◆ Instructions for the task ◆
Please echo the part of the aperitivo passage below that opens with the words containing "I showered off" and closes with "(who am I?!?).", copying it word for word.

I showered off the travel the second my room was ready, donned a blindfold and slept for almost 2 hours. The hotel hosts an “aperitivo” which is the most magical hour (or two) in Italy. While described as being similar to the American happy hour, in reality, it’s much more than that. It’s a pre-meal drink specifically meant to whet your appetite and slow down, relax, and enjoy one another’s company. As Liv told me about 5-weeks ago, “Mom, you might really get something out of that!” That’s code for, I need to chill and stop being so regimented. Speaking of that, I had every intention of running this morning, including having my running clothes laid out last night. It took me all of 5 seconds after awaking at TEN O’CLOCK to decide I would just wear them and casually walk around and enjoy this joint. Running can wait (who am I?!?).

◆ Excerpted data ◆

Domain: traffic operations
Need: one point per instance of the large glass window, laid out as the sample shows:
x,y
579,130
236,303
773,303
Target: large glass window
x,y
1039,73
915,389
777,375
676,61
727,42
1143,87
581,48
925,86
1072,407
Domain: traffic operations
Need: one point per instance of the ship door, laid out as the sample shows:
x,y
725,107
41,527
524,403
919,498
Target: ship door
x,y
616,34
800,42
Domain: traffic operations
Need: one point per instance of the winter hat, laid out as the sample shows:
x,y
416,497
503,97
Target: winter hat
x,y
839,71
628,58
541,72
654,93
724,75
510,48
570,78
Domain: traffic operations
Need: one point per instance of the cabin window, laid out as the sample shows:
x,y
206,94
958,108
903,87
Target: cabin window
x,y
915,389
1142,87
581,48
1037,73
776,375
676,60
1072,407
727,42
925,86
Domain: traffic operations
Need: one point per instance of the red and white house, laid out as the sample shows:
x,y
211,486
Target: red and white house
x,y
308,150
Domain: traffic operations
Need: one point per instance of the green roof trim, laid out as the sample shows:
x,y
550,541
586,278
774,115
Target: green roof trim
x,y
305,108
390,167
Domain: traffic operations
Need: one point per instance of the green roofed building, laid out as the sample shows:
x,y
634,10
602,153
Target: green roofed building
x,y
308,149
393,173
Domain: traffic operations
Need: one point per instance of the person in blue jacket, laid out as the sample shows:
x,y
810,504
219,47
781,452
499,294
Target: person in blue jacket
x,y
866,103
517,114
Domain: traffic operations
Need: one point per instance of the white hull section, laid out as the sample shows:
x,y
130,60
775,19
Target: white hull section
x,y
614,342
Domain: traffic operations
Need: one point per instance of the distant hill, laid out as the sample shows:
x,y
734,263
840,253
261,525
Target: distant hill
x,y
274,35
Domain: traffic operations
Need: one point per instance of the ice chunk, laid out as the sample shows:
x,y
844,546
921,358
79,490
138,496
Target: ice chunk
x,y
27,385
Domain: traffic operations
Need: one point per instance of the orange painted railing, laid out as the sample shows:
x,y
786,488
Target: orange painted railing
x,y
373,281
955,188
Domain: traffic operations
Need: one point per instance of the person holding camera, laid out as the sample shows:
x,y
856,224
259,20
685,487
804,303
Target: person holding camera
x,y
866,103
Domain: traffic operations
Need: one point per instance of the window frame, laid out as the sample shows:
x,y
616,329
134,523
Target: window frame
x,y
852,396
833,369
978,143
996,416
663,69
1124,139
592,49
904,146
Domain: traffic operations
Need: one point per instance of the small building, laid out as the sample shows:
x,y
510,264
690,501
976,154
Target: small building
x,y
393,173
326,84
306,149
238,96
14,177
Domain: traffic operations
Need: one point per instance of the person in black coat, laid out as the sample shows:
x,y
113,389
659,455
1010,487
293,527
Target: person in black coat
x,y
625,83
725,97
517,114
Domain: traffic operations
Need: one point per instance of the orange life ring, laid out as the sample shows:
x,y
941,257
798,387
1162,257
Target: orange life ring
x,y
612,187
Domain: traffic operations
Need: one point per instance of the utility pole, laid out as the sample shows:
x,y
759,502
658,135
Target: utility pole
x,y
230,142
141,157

◆ Full answer ◆
I showered off the travel the second my room was ready, donned a blindfold and slept for almost 2 hours. The hotel hosts an “aperitivo” which is the most magical hour (or two) in Italy. While described as being similar to the American happy hour, in reality, it’s much more than that. It’s a pre-meal drink specifically meant to whet your appetite and slow down, relax, and enjoy one another’s company. As Liv told me about 5-weeks ago, “Mom, you might really get something out of that!” That’s code for, I need to chill and stop being so regimented. Speaking of that, I had every intention of running this morning, including having my running clothes laid out last night. It took me all of 5 seconds after awaking at TEN O’CLOCK to decide I would just wear them and casually walk around and enjoy this joint. Running can wait (who am I?!?).